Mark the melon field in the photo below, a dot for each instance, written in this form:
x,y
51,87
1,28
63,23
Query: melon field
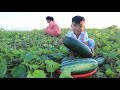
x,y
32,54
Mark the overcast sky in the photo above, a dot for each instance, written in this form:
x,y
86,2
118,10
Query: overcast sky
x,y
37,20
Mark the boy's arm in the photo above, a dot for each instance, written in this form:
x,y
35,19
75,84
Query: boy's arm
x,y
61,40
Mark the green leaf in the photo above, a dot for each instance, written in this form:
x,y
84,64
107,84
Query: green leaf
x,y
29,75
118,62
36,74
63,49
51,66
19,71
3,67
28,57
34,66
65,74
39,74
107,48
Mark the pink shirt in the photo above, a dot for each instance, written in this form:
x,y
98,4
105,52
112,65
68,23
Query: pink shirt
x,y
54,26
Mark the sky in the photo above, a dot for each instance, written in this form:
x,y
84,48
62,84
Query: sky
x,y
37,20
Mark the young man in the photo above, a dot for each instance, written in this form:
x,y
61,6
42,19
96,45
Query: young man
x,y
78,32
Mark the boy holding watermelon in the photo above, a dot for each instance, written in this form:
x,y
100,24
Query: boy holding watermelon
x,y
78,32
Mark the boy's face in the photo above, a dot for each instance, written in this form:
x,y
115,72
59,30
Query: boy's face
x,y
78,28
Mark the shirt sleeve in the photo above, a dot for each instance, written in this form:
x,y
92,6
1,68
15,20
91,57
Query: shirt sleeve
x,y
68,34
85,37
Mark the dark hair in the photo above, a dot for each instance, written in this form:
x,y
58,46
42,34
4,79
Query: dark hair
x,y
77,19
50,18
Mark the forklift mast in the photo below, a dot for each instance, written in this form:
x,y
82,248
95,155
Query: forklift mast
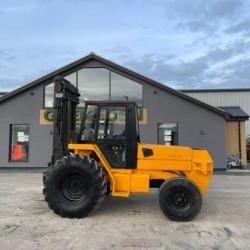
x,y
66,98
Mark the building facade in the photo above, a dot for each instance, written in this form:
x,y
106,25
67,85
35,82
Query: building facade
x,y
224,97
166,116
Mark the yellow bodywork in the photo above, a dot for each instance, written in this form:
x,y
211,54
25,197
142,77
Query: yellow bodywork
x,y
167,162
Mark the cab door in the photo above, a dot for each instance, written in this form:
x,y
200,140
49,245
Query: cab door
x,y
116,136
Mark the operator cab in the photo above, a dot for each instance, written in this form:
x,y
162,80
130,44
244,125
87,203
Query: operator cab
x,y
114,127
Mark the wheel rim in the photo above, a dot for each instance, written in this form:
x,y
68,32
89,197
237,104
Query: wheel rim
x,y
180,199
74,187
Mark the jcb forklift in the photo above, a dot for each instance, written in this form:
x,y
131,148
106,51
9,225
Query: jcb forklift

########

◆ WRITTEN REQUEST:
Rewrite every line of the data, from the line containing "Mark the boy holding" through the end of the data, multiplying each coordinate in the answers by 0.6 and rounding to whole numbers, with halves rounded up. Leave all other text and numbers unchanged, and omit the pictures.

◆ RESULT FOR THIS EXERCISE:
Mark the boy holding watermelon in the photo above, a dot for each instance, written in this form:
x,y
100,24
Query: boy holding watermelon
x,y
47,19
Mark the boy's face in the photo above, a dot for each instance, written in this form:
x,y
115,72
59,30
Query: boy's face
x,y
47,17
Mark the shirt sleeve in the photo above, a dot for each instance, written in this form:
x,y
92,6
1,68
15,20
91,57
Query: shirt sleeve
x,y
41,20
51,22
Mark the dark hair in the photo above, a dot for each instance, written in this form:
x,y
58,46
42,34
4,79
Query: dark hair
x,y
46,11
30,11
Mark the forklift mast in the photo below, a dot for each instance, written in this form:
x,y
82,248
95,155
Query: forklift mast
x,y
40,59
Mark the building facade in the photo above, a dot for each instance, written in this form:
x,y
106,25
67,85
35,82
Query: building facade
x,y
134,58
100,70
Mark the yellow bodywork in the photo above, a dot for each instance, written in this form:
x,y
211,54
25,197
142,77
Query: yellow bodywork
x,y
100,97
Mark the cab door in the photo above, a dot for each instance, written in this form:
x,y
200,140
49,245
Query: cab door
x,y
70,82
Mark the operator cab in the photo above, a dot for each instance, written in this form:
x,y
162,80
130,44
244,125
87,203
Query: operator cab
x,y
68,76
Mark the wheel rim in the photo above, a dot for each instance, written in this form:
x,y
68,32
89,197
237,104
Query: wheel rim
x,y
108,119
44,112
Mark the jcb forklift in the photo above, a dot for each instance, written in this form:
x,y
131,148
106,51
9,225
Query: jcb forklift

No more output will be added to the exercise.